TEXT PASSAGE
====

# Weird place for this but...



## Solidman82 (Jan 17, 2007)

If there's a Grappling thread wouldn't it also be prudent to have a striking thread? Any thoughts? Any response from admin?


----------



## shesulsa (Jan 17, 2007)

Solidman82 said:


> If there's a Grappling thread wouldn't it also be prudent to have a striking thread? Any thoughts? Any response from admin?


This is a grappling FORUM.  The place for striking would likely be art-specific or it could be placed in the General Martial Arts Discussion forum since striking is covered in SO many arts.


----------



## Solidman82 (Jan 17, 2007)

Yes, I apologize both for my lack of net vocabulary and the placing of this thread. I just consider my self just a striker as my background is TKD, combat Kung Fu, WuShu, Boxing, Kickboxing and Muay Thai. I'm too ambiguous to fit into one place so I find myself browsing over the other forums.


----------



## shesulsa (Jan 17, 2007)

No worries - sorry about the SHOUTING - was in a hurry and could have used a more appropriate form of emphasis.

I understand your query, and think if you want to discuss striking in general, the General Martial Arts Discussion would be a good place for that.


----------



## Solidman82 (Jan 17, 2007)

Alrighty, then. I'll make due with what I have at hand.


----------

====

SET TASK 1
Using the forum thread, say whether each statement below agrees with it. Answer yes or no, and support each answer with the deciding words quoted from the thread.
(a) shesulsa suggests that striking could be discussed in the General Martial Arts Discussion forum.
(b) Solidman82 includes Judo in his background.
(c) shesulsa apologizes for the shouting.

====

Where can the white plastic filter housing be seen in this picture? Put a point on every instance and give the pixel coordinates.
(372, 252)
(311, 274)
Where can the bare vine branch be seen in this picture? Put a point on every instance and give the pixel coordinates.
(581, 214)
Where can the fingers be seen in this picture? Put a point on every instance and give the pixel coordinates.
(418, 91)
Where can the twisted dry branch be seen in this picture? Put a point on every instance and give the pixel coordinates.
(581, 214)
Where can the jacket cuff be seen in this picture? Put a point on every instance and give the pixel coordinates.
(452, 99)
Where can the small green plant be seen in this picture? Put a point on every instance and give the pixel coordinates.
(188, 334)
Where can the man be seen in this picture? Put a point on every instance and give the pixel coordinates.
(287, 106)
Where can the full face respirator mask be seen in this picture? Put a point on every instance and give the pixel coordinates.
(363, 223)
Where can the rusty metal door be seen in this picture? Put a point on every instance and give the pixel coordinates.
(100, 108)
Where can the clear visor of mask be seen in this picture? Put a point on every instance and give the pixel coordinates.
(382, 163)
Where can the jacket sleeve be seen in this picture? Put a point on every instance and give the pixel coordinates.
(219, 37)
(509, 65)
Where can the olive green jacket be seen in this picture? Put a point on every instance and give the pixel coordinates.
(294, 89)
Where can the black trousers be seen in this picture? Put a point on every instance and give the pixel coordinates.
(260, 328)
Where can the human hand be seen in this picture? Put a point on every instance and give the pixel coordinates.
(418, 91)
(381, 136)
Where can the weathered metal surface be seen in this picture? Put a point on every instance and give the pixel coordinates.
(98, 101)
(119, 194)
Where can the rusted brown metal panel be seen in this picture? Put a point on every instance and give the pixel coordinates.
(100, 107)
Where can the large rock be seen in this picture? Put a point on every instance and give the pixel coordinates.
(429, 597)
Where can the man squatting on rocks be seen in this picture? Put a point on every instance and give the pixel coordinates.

====

SET TASK 2
State how many lines of the records contain the word "metal". Give only the number.

WRITTEN REPLY 1
(a) Yes: "it could be placed in the General Martial Arts Discussion forum since striking is covered in SO many arts."
(b) No: "my background is TKD, combat Kung Fu, WuShu, Boxing, Kickboxing and Muay Thai."
(c) Yes: "sorry about the SHOUTING"

WRITTEN REPLY 2
3